37    Second, while the applicant objected to certain parts of Mr Wyllie’s affidavit, on the basis they were not accurate, the core point of relevance from Mr Wyllie’s affidavit is that in three other cases in the FCFCOA and this Court, an argument has been made based on the primary judge’s orders, and his Honour’s reasoning. In other words, the primary judge’s orders and reasoning have been employed in litigation relating to other individuals in similar circumstances, and other justices of this Court have been invited to follow it. Once that occurs, given the appellants’ position on the issues, it would place another single judge in a position of deciding if they are convinced the primary judge’s orders and reasoning are wrong: see Minister for Immigration, Citizenship, Migrant Services and Multicultural Affairs v FAK19 [2021] FCAFC 153 at [21], Allsop CJ. These appeals are a suitable vehicle to avoid single judges being faced with those issues of comity, which are not always straightforward.

38    Where the primary judge’s orders and reasoning are presently the subject of an appeal before this Court, it is neither efficient, nor a cost effective use of resources, to refuse to determine the correctness of those orders and that reasoning, and instead insist that another case make its way up the judicial hierarchy. That approach would also introduce uncertainty in terms of when the issues raised might be resolved, and might place other judges at first instance in a difficult position. Given there are potentially 130 cases where this argument might be made, plus the three where it has been made (regardless of the outcome), it is in the interests of the administration of justice for this Court to determine both issues raised on the appeals by the appellants.

39    The appellants’ position on costs confirms that this is the appropriate course to take. The appellants have quite properly accepted that the costs orders below should not be disturbed. They do not seek their costs of these appeals, and they accept they should pay the reasonable costs of the respondent on these appeals.

Leave to appeal is required for ground 2, and an extension of time should be granted

40    The respondent submitted all of the orders made by the primary judge were interlocutory in character. He relied on the decision of Flick J in Anying Group Pty Ltd v Wang [2012] FCA 702, where at [8] his Honour said:

In circumstances where orders are made, some of which are final in nature and some of which are interlocutory, all of the orders are “interlocutory” for the purposes of s 24(1A).

(Original emphasis.)

41    This proposition is not self-evident. Nor was any authority cited in support of it. In any event, no argument was developed before the Full Court to support this proposition and it is not appropriate to decide it. In our opinion, two of the impugned orders were final in nature, and the detention arrangement orders were interlocutory.

42    The declaratory relief granted by the primary judge was final relief, deciding a controversy between the parties about whether the respondent’s circumstances engaged s 198AD(2). The same is true of the relief by way of mandamus, directing the performance of a statutory duty the primary judge found on the evidence should have been performed, but had not been. At least at the date the order was made, it finally quelled the controversy between the parties about whether the Minister was obliged to remove the respondent to Nauru. No leave to appeal is required from those orders.

43    The primary judge contemplated that the detention arrangement orders were interlocutory in character: see [174] of the reasons. On their face, it was clear there was much to be worked out about how those orders were to apply in practice and, indeed, legally. The order for mediation is a strong indicator that the orders in and of themselves did not finally determine any controversy between the parties. On the face of the orders, the mediation process may have thrown up some insuperable obstacles to the detention arrangement orders being workable and manageable, or indeed their capacity to be lawfully carried into effect.

Given data ->
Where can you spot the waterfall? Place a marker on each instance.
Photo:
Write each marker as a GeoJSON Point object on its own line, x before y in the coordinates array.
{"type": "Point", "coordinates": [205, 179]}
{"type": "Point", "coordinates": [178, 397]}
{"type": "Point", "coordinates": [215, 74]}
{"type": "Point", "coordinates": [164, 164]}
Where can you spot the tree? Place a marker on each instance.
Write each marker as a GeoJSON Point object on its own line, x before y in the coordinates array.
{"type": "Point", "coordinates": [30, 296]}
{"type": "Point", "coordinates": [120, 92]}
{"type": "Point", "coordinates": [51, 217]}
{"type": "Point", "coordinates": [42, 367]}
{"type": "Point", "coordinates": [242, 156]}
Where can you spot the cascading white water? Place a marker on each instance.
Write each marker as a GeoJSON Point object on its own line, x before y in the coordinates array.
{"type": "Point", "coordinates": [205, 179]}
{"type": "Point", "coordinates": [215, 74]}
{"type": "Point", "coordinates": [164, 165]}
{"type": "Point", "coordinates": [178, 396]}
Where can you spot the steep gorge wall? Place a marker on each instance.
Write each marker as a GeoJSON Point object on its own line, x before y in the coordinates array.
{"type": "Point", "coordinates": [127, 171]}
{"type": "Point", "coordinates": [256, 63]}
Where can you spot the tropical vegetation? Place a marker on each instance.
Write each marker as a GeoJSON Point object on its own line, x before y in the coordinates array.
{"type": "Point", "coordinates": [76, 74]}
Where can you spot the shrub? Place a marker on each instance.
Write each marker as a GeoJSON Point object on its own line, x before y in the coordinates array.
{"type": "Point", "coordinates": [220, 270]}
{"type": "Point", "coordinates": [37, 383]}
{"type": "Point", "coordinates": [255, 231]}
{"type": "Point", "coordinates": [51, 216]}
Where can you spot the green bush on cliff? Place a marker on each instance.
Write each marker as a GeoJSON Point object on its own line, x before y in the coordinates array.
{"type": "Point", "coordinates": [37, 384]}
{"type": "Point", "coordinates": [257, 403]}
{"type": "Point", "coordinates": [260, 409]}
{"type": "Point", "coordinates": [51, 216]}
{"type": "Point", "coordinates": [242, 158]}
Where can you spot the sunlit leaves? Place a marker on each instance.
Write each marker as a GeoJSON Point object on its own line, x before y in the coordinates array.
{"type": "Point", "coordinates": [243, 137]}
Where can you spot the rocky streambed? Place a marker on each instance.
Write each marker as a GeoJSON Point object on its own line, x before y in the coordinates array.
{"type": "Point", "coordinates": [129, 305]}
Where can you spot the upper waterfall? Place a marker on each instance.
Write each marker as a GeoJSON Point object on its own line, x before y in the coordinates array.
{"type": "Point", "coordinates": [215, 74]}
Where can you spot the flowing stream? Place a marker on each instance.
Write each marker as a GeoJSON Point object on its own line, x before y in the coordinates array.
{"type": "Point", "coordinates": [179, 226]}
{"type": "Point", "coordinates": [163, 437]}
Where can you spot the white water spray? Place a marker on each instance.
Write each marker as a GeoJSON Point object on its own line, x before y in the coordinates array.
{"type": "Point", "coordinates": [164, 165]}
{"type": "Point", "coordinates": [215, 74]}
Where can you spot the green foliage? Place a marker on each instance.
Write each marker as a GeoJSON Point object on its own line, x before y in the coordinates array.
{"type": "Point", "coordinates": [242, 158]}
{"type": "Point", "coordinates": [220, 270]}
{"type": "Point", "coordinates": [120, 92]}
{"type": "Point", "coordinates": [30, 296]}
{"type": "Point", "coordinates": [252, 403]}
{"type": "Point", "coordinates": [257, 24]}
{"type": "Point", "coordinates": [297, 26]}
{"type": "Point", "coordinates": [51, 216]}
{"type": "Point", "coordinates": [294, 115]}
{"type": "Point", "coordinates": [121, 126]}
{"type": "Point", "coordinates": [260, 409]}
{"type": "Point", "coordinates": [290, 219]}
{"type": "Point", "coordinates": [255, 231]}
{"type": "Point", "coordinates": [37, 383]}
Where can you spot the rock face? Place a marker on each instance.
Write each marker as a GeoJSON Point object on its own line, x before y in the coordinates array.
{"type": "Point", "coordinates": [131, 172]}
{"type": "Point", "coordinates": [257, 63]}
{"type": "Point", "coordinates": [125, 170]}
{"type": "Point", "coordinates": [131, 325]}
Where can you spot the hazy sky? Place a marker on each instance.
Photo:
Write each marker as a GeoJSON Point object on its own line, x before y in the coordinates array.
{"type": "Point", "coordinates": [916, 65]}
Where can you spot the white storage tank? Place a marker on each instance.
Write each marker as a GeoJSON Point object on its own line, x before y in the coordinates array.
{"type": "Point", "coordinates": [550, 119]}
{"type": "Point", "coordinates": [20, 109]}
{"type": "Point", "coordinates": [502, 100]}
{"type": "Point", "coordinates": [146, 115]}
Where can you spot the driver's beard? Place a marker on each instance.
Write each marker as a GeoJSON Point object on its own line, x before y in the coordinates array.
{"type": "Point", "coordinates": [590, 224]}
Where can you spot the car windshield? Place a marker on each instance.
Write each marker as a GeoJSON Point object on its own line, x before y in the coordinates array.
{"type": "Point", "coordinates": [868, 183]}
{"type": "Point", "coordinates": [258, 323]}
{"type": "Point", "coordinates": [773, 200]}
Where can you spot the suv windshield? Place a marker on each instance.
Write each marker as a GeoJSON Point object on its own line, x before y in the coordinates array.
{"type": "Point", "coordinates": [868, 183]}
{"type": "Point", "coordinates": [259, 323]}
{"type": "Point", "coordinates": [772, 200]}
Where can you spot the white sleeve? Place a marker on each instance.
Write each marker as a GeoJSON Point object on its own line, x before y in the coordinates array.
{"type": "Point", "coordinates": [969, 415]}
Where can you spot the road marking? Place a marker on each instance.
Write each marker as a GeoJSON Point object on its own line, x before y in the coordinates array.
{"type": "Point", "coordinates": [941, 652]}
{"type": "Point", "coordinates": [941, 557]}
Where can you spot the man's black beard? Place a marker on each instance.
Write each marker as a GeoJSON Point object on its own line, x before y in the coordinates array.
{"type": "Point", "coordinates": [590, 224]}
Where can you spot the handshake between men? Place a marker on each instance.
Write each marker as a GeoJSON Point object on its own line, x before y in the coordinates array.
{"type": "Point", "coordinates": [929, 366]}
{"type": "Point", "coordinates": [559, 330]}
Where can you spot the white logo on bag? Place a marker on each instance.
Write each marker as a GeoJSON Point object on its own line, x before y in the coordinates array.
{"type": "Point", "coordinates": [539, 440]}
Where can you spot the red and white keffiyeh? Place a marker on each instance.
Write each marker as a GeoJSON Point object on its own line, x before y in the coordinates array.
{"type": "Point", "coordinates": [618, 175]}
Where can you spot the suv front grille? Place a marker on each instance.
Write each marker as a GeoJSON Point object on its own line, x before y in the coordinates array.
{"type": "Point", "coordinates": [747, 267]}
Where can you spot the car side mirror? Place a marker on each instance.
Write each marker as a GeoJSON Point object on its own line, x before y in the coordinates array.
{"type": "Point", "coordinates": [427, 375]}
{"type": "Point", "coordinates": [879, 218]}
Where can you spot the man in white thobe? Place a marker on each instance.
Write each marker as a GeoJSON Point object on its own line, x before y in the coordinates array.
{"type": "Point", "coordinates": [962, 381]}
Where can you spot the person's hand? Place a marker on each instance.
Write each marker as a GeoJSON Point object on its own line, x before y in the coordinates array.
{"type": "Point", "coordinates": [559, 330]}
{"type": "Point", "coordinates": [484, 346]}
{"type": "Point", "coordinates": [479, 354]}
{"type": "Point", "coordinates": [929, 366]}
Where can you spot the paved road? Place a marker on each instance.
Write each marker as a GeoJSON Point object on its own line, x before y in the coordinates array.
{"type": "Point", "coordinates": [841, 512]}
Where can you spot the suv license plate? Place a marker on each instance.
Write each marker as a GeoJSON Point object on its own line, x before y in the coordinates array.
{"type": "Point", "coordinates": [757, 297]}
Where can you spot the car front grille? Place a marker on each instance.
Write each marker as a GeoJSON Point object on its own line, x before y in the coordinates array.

Complete the following ->
1. Answer these questions using the appeal judgment excerpt:
(a) How many cases does the excerpt say the argument might potentially be made in, apart from those where it has already been made?
(b) Whose decision did the respondent rely on in submitting that all of the primary judge's orders were interlocutory?
(c) Which order does the excerpt describe as a strong indicator that the orders did not finally determine any controversy between the parties?
2. Reproduce the records verbatim from the line containing "Where can you spot the suv license" through the final line of the records, inclusive.

Exercise results ->
1.
(a) 130 cases (plus the three where it has already been made).
(b) The decision of Flick J in Anying Group Pty Ltd v Wang [2012] FCA 702.
(c) The order for mediation.

2.
Where can you spot the suv license plate? Place a marker on each instance.
Write each marker as a GeoJSON Point object on its own line, x before y in the coordinates array.
{"type": "Point", "coordinates": [757, 297]}
Where can you spot the car front grille? Place a marker on each instance.
Write each marker as a GeoJSON Point object on its own line, x before y in the coordinates array.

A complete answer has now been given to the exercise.